- Given task -
Copy each line of the listing below exactly.

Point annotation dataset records
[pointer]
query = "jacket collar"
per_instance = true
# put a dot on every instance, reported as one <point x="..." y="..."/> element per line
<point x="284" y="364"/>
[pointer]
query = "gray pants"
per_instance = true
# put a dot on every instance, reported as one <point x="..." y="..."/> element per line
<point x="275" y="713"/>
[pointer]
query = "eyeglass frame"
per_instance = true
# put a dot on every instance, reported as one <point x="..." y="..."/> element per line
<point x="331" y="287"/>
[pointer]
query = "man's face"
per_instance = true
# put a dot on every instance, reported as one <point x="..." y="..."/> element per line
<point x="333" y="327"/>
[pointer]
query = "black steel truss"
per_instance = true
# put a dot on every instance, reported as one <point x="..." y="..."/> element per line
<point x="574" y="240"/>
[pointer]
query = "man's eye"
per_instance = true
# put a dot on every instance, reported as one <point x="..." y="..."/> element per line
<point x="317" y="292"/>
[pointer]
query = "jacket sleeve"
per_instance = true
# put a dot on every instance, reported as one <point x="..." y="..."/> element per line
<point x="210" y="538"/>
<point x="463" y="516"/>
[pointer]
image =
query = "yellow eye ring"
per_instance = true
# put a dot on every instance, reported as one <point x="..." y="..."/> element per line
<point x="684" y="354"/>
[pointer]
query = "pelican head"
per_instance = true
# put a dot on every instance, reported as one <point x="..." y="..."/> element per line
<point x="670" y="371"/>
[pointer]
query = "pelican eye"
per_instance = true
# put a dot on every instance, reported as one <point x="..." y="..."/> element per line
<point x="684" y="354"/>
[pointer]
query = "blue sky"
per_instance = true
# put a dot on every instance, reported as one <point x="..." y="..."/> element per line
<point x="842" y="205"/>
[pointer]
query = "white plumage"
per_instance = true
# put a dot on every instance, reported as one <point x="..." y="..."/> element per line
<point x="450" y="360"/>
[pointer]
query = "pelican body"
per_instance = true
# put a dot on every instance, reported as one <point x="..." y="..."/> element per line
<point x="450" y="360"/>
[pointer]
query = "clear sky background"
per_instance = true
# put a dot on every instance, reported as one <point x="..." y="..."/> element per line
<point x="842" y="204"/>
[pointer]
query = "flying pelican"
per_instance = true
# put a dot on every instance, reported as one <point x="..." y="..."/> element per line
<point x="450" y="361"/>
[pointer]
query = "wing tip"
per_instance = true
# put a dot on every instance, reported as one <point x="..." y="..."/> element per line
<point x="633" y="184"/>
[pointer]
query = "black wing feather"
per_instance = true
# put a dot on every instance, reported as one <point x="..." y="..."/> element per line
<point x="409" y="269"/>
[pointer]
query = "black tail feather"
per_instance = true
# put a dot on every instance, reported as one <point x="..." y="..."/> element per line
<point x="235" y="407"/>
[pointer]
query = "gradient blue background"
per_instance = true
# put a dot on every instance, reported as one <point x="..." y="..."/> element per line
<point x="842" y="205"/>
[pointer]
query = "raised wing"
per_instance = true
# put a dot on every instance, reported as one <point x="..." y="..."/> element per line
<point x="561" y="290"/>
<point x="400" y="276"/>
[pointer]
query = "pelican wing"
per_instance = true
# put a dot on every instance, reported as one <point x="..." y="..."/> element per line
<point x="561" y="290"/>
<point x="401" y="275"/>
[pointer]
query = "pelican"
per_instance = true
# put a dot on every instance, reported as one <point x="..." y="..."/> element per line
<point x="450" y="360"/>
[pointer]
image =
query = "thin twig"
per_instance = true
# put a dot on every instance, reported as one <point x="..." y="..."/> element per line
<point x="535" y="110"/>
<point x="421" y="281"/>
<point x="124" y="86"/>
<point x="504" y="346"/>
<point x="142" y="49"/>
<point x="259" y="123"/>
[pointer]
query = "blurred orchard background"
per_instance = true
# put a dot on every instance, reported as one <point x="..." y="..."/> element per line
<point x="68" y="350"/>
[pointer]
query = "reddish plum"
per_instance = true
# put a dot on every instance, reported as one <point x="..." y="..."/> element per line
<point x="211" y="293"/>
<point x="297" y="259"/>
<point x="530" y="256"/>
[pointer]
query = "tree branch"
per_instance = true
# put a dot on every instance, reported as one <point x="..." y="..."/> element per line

- Task response -
[pointer]
query = "jacket collar"
per_instance = true
# put a dot on every instance, reported as one <point x="..." y="..."/> element per line
<point x="284" y="364"/>
[pointer]
query = "gray pants"
per_instance = true
# put a dot on every instance, reported as one <point x="..." y="..."/> element per line
<point x="275" y="713"/>
[pointer]
query = "eyeglass frame"
per_instance = true
# put a dot on every instance, reported as one <point x="..." y="..."/> element per line
<point x="331" y="287"/>
[pointer]
query = "man's face"
per_instance = true
# put a dot on every instance, reported as one <point x="..." y="..."/> element per line
<point x="333" y="327"/>
[pointer]
query = "black steel truss"
per_instance = true
# put a dot on every instance, reported as one <point x="..." y="..."/> element per line
<point x="574" y="240"/>
[pointer]
query = "man's eye"
per_instance = true
# put a dot on every instance, reported as one <point x="..." y="..."/> element per line
<point x="317" y="292"/>
[pointer]
query = "jacket sleeve"
per_instance = true
# put a dot on every instance, reported as one <point x="..." y="..."/> element per line
<point x="210" y="538"/>
<point x="463" y="516"/>
[pointer]
image =
query = "yellow eye ring"
per_instance = true
# put a dot on every instance, reported as one <point x="..." y="..."/> element per line
<point x="684" y="354"/>
[pointer]
query = "pelican head"
per_instance = true
# put a dot on every instance, reported as one <point x="..." y="..."/> element per line
<point x="670" y="371"/>
[pointer]
query = "pelican eye"
per_instance = true
# put a dot on every instance, reported as one <point x="..." y="..."/> element per line
<point x="684" y="354"/>
[pointer]
query = "blue sky"
per_instance = true
# put a dot on every instance, reported as one <point x="..." y="..."/> element per line
<point x="842" y="205"/>
[pointer]
query = "white plumage"
per_instance = true
# put a dot on every instance, reported as one <point x="..." y="..."/> element per line
<point x="450" y="360"/>
[pointer]
query = "pelican body"
per_instance = true
# put a dot on every instance, reported as one <point x="..." y="..."/> element per line
<point x="450" y="360"/>
[pointer]
query = "clear sky background"
per_instance = true
# put a dot on every instance, reported as one <point x="..." y="..."/> element per line
<point x="842" y="204"/>
[pointer]
query = "flying pelican"
per_instance = true
# put a dot on every instance, reported as one <point x="..." y="..."/> element per line
<point x="450" y="361"/>
[pointer]
query = "wing tip"
per_instance = true
# put a dot on every instance, reported as one <point x="..." y="..."/> element per line
<point x="633" y="184"/>
[pointer]
query = "black wing feather"
per_instance = true
# put a dot on every instance, reported as one <point x="..." y="..."/> element per line
<point x="409" y="269"/>
[pointer]
query = "black tail feather"
per_instance = true
# put a dot on every instance, reported as one <point x="..." y="..."/> element per line
<point x="235" y="407"/>
[pointer]
query = "gradient blue background"
per_instance = true
# put a dot on every instance, reported as one <point x="..." y="..."/> element per line
<point x="842" y="205"/>
[pointer]
query = "raised wing"
per_instance = true
# put a dot on every instance, reported as one <point x="..." y="..."/> element per line
<point x="561" y="290"/>
<point x="400" y="276"/>
[pointer]
query = "pelican wing"
per_instance = true
# put a dot on every instance, reported as one <point x="..." y="..."/> element per line
<point x="561" y="290"/>
<point x="401" y="275"/>
[pointer]
query = "pelican"
per_instance = true
# put a dot on every instance, reported as one <point x="..." y="..."/> element per line
<point x="450" y="360"/>
[pointer]
image =
query = "thin twig"
per_instance = true
# put a dot on every instance, reported as one <point x="..." y="..."/> element per line
<point x="535" y="110"/>
<point x="421" y="281"/>
<point x="124" y="86"/>
<point x="504" y="346"/>
<point x="142" y="49"/>
<point x="259" y="123"/>
[pointer]
query = "blurred orchard background"
per_instance = true
# put a dot on every instance, reported as one <point x="..." y="..."/> element per line
<point x="68" y="350"/>
[pointer]
query = "reddish plum"
per_instance = true
# put a dot on every instance, reported as one <point x="..." y="..."/> element per line
<point x="211" y="293"/>
<point x="297" y="259"/>
<point x="530" y="256"/>
[pointer]
query = "tree branch"
per_instance = true
# put a dot on every instance, reported as one <point x="..." y="..."/> element per line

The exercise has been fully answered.